→ **Stated exercise**
Quote each line exactly, from the line that contains "Exercise. Point out the green" down to the last line of the listing, and no other lines.

→ **Data provided**
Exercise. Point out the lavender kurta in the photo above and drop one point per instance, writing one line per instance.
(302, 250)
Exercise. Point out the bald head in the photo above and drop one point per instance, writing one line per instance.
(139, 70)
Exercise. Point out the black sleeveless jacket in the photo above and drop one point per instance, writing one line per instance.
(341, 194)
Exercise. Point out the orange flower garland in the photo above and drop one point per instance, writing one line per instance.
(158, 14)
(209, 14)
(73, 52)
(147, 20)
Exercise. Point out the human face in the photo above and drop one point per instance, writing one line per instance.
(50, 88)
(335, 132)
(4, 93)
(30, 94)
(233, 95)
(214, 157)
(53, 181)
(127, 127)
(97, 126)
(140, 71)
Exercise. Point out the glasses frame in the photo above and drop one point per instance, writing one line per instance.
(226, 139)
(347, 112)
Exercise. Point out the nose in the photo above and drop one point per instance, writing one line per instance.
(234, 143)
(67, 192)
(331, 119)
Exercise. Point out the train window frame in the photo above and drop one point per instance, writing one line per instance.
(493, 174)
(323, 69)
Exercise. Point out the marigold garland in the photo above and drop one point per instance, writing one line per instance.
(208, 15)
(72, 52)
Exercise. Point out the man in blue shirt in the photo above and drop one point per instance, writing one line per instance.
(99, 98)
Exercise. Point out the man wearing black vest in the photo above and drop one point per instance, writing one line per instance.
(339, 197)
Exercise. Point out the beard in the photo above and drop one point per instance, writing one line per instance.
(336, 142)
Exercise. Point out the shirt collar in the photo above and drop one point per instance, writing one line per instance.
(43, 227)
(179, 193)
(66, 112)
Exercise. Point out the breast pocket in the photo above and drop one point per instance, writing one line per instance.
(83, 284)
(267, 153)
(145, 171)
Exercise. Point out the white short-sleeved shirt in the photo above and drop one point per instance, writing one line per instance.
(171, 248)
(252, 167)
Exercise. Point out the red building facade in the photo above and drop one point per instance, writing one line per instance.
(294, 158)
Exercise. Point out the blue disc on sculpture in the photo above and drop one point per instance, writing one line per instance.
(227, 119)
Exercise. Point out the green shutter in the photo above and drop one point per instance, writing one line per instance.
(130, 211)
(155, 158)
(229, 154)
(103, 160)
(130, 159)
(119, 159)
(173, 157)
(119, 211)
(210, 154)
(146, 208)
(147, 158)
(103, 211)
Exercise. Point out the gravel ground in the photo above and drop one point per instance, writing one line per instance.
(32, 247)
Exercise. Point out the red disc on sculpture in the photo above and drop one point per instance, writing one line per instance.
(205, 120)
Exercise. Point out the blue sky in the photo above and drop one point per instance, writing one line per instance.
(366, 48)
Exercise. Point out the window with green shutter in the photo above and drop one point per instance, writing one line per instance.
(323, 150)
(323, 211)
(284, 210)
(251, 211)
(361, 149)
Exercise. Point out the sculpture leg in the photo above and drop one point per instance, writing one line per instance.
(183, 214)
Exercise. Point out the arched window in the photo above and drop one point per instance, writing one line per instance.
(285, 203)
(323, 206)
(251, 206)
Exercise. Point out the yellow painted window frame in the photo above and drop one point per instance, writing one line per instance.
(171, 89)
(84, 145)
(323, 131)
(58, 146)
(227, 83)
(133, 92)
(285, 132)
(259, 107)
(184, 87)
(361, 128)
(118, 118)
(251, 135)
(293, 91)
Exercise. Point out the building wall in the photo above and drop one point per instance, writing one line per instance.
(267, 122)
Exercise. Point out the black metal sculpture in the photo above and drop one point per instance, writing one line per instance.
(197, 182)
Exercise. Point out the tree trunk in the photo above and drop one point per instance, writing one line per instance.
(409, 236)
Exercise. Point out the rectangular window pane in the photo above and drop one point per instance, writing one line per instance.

→ **Result**
Exercise. Point out the green shutter in the photo above and drop one point per instance, writing one line per instance.
(130, 211)
(155, 158)
(229, 154)
(103, 160)
(130, 159)
(119, 159)
(173, 157)
(119, 211)
(210, 154)
(146, 208)
(147, 158)
(103, 211)
Exercise. Point out the gravel ground in the photo above and drop one point per instance, writing one line per instance.
(32, 247)
Exercise. Point out the red disc on sculpture in the photo above and drop one point per instance, writing one line per instance.
(205, 120)
Exercise. Point out the blue sky in the photo above and drop one point per instance, writing one line per instance.
(366, 48)
Exercise. Point out the window with green shutter in the photo above and drop one point per instance, writing one line per instance.
(323, 150)
(323, 211)
(284, 210)
(251, 211)
(361, 149)
Exercise. Point out the sculpture leg in the photo above and drop one point per instance, writing one line per instance.
(183, 214)
Exercise. Point out the arched window in the photo above and drop one point per instance, writing one line per instance.
(285, 203)
(323, 206)
(251, 206)
Exercise. Point out the yellow painted window frame in the photo above and drop one point per instance, writing one line per instance.
(171, 89)
(84, 145)
(323, 131)
(58, 146)
(227, 83)
(133, 92)
(285, 132)
(259, 107)
(184, 87)
(361, 128)
(118, 118)
(251, 135)
(293, 91)
Exercise. Point out the building wall in the photo above and drop one point per instance, writing one line per instance.
(267, 122)
Exercise. Point out the black metal sculpture in the photo above and drop one point per instance, writing one line per instance.
(197, 182)
Exercise. Point out the tree trunk in the photo above and drop one point per instance, writing one line per instance.
(409, 236)
Exercise. Point out the rectangular window pane in the photo above and drop one point per instance, writing one line per instance.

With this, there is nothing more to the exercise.